» SOURCE PASSAGE:
Oh, lordy, lordy. It hit me that the situation here had further descended into the muck and mire of we-had-a-falling-out-ness. I'd been foolish to think there would be resolution.
So that's how yesterday morning found me headed for Tiffany's apartment, aiming for her signature on a document entitled Cancellation of Lease Agreement. (It's a contract I ad libbed onto paper, envisioning as I did so a bemused court of law, snickering at my work).
"I've got a lot to do," said Tiffany, when she'd signed away her free housing rights. "Today is the birthday of one of my very best friends!"
" Wow," I exclaimed. "No kidding! Mine, too!"
"Oh." Tiffany looked at me, "Happy Birthday!" she said.
"I mean, it's the birthday of one of MY very best friends, too!" I said.
Ahem. So, that was it, Dear Reader. I know the fluke wasn't all that outstanding. Sure, everybody's got a birthday; every day lots of people are having one; for every three-hundred and sixty-five people you know...oh, just forget it! I was impressed, anyway--nobody has more than a handful of very best friends!
So how about today's happenstance:
I was off to the Toyota dealership yet again. This time the notice received in the mail had read: "Certain 1998 Through 2010 Toyota Sienna Vehicles Equipped with a Spare Tire--Severe Corrosion of Spare Tire Carrier Cable--SAFETY RECALL NOTICE (Remedy Now Available)"*
*"(Remedy Now Available)" was written in red ink. I suppose that was meant to be the exciting part. (Wow, even though this vehicle has been driven for almost ten years, and this condition could have been a problem since its manufacture, now there's a remedy, yipee!)

» DATA EXTRACTS:
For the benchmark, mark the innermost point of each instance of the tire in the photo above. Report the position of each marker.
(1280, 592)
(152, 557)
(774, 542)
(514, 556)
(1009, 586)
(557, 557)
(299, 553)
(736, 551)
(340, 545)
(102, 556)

» EXERCISE REQUIREMENTS: Please carry on the blog entry about the lease cancellation and the Toyota recall notice, starting right after its last sentence. Nothing in the listing is needed here.

» ANSWER SPACE:
Well, I'm sorry, but here was the candy coating for me--I could take this car to the dealership where 1) it would be fixed for free, and
2)they would take me via their shuttle service to any place I wished to go within a pretty broad radius [though not to Arizona, the driver informed me]. Oh, and
3)they would bring me back whenever I pleased.
(A little parenthetical explanation here, which has nothing to do with odd coincidence, other than the fact that I'm planning on shuttling off to the very same shopping center and meeting the very same friend as was the case last time Toyota recalled my car. But there's really nothing odd about that, other than the fact that our rendezvous is impromptu. I just called. We just talked. "I'll come meet you," she said, "but we have to walk to the park!"
"Then you'll have to bring me a pair of shoes," I said.)
And she did--what a fabulous friend.
Oh, my, this is getting long, Reader Dear. Where was I? Climbing into the shuttle car, I think.
And the driver announces to my fellow passenger, "I'll take the young lady to the shopping center first."
Dear me! I wonder if his poor eyesight is going to be a safety factor. "I'll bet I'm about your age," I say. And we quickly discover it is true. Furthermore, Larry, the fellow passenger and I are just the same age.
"Did you both grow up around here?" the driver asks.
"No, I didn't." I say. "I grew up in southern Virginia."
"Oh?" Larry swings around in his seat, "Where? Out in the western part?"
"In Newport News," I say.
His eyes open wide. "I spent my whole adult life there!" he exclaims. "Up until just four years ago!"
How amazing, I think. How many times is this little fluke going to happen to me!?
"I joined the army," Larry's saying. "And served at Fort Eustis."
"Well, I grew up right across the river from there," I tell him. "We heard the guns of Fort Eustis every day!"
He goes on to tell me where he worked, where he lived when he left the army. He and his wife got married the very same year that I said "I do" to my yard man.
The shuttle car driver pulls up to the curb at the shopping center. The engine is running and he's patiently waiting as I squeeze in comments and questions.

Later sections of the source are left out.